= What to do =
Can you reproduce every one of the rows below word for word?

[Data lines start]

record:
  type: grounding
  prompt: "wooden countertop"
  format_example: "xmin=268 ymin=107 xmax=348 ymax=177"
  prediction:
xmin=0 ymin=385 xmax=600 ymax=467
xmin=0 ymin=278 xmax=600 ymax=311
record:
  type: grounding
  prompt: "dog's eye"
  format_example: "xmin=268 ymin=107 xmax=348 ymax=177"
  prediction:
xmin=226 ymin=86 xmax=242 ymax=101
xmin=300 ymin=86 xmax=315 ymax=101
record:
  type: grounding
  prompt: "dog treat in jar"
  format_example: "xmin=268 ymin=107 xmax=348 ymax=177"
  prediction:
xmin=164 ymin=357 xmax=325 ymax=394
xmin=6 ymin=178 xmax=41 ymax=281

[Data lines end]

= Exercise result =
record:
  type: grounding
  prompt: "wooden countertop"
  format_example: "xmin=268 ymin=107 xmax=348 ymax=177"
  prediction:
xmin=0 ymin=385 xmax=600 ymax=467
xmin=0 ymin=278 xmax=600 ymax=311
record:
  type: grounding
  prompt: "dog's eye"
  format_example: "xmin=268 ymin=107 xmax=348 ymax=177"
  prediction:
xmin=226 ymin=86 xmax=242 ymax=101
xmin=300 ymin=86 xmax=315 ymax=101
record:
  type: grounding
  prompt: "dog treat in jar"
  format_example: "xmin=268 ymin=107 xmax=348 ymax=177"
  prediction:
xmin=164 ymin=357 xmax=325 ymax=394
xmin=6 ymin=178 xmax=41 ymax=281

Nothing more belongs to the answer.